[Extracted data entries]

★ ★ ★ ★

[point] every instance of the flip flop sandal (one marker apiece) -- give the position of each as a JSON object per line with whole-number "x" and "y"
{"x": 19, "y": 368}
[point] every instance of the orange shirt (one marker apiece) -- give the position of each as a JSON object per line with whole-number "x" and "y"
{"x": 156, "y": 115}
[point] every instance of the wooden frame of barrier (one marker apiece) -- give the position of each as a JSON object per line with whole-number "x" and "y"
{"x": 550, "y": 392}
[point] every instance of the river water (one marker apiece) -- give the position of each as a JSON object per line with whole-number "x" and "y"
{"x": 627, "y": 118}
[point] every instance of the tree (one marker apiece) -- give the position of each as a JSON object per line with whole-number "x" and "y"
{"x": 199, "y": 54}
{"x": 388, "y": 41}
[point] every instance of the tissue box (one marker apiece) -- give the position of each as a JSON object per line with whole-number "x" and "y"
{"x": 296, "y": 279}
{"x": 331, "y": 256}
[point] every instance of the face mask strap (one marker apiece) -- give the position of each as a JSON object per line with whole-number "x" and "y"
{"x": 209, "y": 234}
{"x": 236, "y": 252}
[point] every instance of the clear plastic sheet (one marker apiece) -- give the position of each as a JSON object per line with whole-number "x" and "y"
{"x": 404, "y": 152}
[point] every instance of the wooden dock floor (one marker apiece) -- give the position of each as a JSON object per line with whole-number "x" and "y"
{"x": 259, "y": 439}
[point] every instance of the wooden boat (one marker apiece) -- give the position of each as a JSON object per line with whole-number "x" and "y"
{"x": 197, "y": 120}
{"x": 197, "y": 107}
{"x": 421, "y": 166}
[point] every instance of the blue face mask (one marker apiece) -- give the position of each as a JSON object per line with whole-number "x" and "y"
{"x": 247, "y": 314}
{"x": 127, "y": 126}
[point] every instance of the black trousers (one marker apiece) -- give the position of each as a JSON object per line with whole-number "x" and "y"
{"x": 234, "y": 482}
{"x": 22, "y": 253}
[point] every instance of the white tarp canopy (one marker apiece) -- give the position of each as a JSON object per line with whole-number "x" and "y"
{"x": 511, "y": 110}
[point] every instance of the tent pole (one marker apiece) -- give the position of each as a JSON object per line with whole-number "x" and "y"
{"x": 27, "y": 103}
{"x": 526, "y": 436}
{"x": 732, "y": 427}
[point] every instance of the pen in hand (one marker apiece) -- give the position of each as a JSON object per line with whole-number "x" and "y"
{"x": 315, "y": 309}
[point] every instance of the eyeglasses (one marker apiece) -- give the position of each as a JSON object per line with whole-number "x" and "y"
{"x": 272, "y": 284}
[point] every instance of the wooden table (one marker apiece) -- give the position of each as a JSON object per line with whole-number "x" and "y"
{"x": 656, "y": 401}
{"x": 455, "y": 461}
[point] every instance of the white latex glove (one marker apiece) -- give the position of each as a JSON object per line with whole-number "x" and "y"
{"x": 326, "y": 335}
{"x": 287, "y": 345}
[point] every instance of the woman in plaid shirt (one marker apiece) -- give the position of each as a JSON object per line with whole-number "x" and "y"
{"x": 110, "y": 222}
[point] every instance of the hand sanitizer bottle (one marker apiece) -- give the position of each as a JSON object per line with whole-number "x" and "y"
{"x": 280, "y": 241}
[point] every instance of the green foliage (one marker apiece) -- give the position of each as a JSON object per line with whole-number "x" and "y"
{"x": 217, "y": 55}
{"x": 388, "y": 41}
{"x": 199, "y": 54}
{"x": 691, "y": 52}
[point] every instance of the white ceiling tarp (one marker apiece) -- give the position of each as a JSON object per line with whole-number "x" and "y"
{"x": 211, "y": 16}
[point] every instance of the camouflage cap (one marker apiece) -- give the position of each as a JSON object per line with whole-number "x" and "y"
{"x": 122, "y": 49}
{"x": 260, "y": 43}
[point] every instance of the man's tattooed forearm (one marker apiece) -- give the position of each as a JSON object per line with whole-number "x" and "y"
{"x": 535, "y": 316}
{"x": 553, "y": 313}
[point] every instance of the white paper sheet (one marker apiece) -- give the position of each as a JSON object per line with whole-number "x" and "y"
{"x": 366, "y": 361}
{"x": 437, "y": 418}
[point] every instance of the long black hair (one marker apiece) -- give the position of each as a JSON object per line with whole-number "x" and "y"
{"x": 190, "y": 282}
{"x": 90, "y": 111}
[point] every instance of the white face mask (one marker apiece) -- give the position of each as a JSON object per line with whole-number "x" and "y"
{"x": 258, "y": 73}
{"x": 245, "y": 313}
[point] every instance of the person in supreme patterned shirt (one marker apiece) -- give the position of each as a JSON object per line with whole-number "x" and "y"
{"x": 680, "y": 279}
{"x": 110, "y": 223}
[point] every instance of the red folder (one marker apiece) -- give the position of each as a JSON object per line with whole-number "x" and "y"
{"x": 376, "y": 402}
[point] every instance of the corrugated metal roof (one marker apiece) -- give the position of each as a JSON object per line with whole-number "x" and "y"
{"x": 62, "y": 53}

★ ★ ★ ★

Copy the entries exactly, leaving no line out.

[point] every instance of the flip flop sandal (one marker apiece) -- give the position of each as a JSON object per line with whole-number "x" and "y"
{"x": 19, "y": 368}
[point] every instance of the orange shirt (one marker apiece) -- give the position of each as a JSON object per line with whole-number "x" and "y"
{"x": 156, "y": 115}
[point] every instance of the wooden frame of barrier (one marker apiece) -- give the position of each as a JSON object per line with whole-number "x" and "y"
{"x": 550, "y": 392}
[point] every instance of the river water (one marker apiece) -- give the position of each as a JSON object per line with whole-number "x" and "y"
{"x": 627, "y": 118}
[point] every instance of the tree (one marker apiece) -- give the position of each as a JSON object per line with whole-number "x" and "y"
{"x": 199, "y": 54}
{"x": 388, "y": 41}
[point] every instance of the tissue box (one marker apiece) -- give the position of each as a JSON object per line with whole-number "x" and "y"
{"x": 296, "y": 279}
{"x": 331, "y": 256}
[point] every instance of the face mask strap (one marker apiece) -- give the position of each as a JSON object per line with whole-number "x" and "y"
{"x": 209, "y": 234}
{"x": 236, "y": 252}
[point] every instance of the clear plastic sheet (one marker apiece) -- give the position of each as a JSON object per line with whole-number "x" and "y"
{"x": 404, "y": 152}
[point] every instance of the wooden dock floor (one marker apiece) -- give the position of each as a JSON object per line with whole-number "x" and "y"
{"x": 259, "y": 439}
[point] every instance of the wooden boat (one marker apiece) -- give the position of each as a JSON object per line with whole-number "x" and "y"
{"x": 197, "y": 120}
{"x": 197, "y": 107}
{"x": 421, "y": 166}
[point] every instance of the blue face mask (one marker apiece) -- give the position of each as a JSON object per line with whole-number "x" and "y"
{"x": 247, "y": 314}
{"x": 127, "y": 126}
[point] every instance of the black trousers (one marker apiece) -- give the position of each as a JSON object per line with whole-number "x" and "y"
{"x": 234, "y": 482}
{"x": 22, "y": 253}
[point] every instance of the white tarp canopy (one marker apiece) -- give the position of each as a JSON object per line with whole-number "x" and "y"
{"x": 511, "y": 110}
[point] every instance of the tent pole (one marker apiece) -- give the position of each as a JSON object per line with whole-number "x" and "y"
{"x": 27, "y": 103}
{"x": 526, "y": 436}
{"x": 732, "y": 427}
[point] every instance of the pen in hand (one marker apiece) -- give the position of each as a JSON object per line with whole-number "x" and "y"
{"x": 315, "y": 309}
[point] every instance of the eyeglasses (one marker apiece) -- give the position of each as a JSON object per line with whole-number "x" and "y"
{"x": 272, "y": 284}
[point] every instance of the wooden table (one marker apiece) -- give the position of each as a JSON object per line with whole-number "x" and "y"
{"x": 656, "y": 401}
{"x": 455, "y": 461}
[point] every instance of the white latex glove (one marker apiece) -- give the position of each as a JSON object per line with whole-number "x" and "y"
{"x": 326, "y": 335}
{"x": 287, "y": 345}
[point] every instance of the woman in plaid shirt (one marker apiece) -- give the position of each as a JSON object per line with whole-number "x" and "y"
{"x": 110, "y": 222}
[point] every instance of the hand sanitizer bottle (one marker apiece) -- give the position of each as a JSON object per line with whole-number "x" and "y"
{"x": 280, "y": 241}
[point] every instance of the green foliage (one marker apiece) -- give the position of each as a JSON object per line with whole-number "x" and "y"
{"x": 217, "y": 55}
{"x": 388, "y": 41}
{"x": 199, "y": 54}
{"x": 691, "y": 52}
[point] every instance of the white ceiling tarp (one marker apiece) -- give the position of each as a JSON object per line with whole-number "x" and "y"
{"x": 211, "y": 16}
[point] every instance of the camouflage cap (one marker apiece) -- give the position of each as a JSON object per line with whole-number "x" and "y"
{"x": 122, "y": 49}
{"x": 260, "y": 43}
[point] every instance of the man's tattooed forearm (one marker apiece) -- give the position of each as a JSON object per line with whole-number "x" and "y"
{"x": 535, "y": 316}
{"x": 553, "y": 313}
[point] every instance of the white paper sheet (one marker apiece) -- give the position of each as a JSON object per line with whole-number "x" and "y"
{"x": 366, "y": 361}
{"x": 437, "y": 418}
[point] every instance of the long black hair (one marker apiece) -- give the position of each as a JSON object per line with whole-number "x" and "y"
{"x": 190, "y": 282}
{"x": 90, "y": 111}
[point] every instance of the white face mask (one marker apiece) -- give the position of each as a JSON object per line with whole-number "x" and "y"
{"x": 258, "y": 73}
{"x": 245, "y": 313}
[point] every instance of the person in supreme patterned shirt (one marker apiece) -- give the position of each as a JSON object per line with whole-number "x" and "y"
{"x": 680, "y": 279}
{"x": 110, "y": 223}
[point] every instance of the red folder (one marker apiece) -- give the position of each as a JSON object per line with whole-number "x" and "y"
{"x": 376, "y": 402}
[point] every instance of the corrugated metal roof (one marker apiece) -- give the position of each as a JSON object per line with whole-number "x" and "y"
{"x": 62, "y": 53}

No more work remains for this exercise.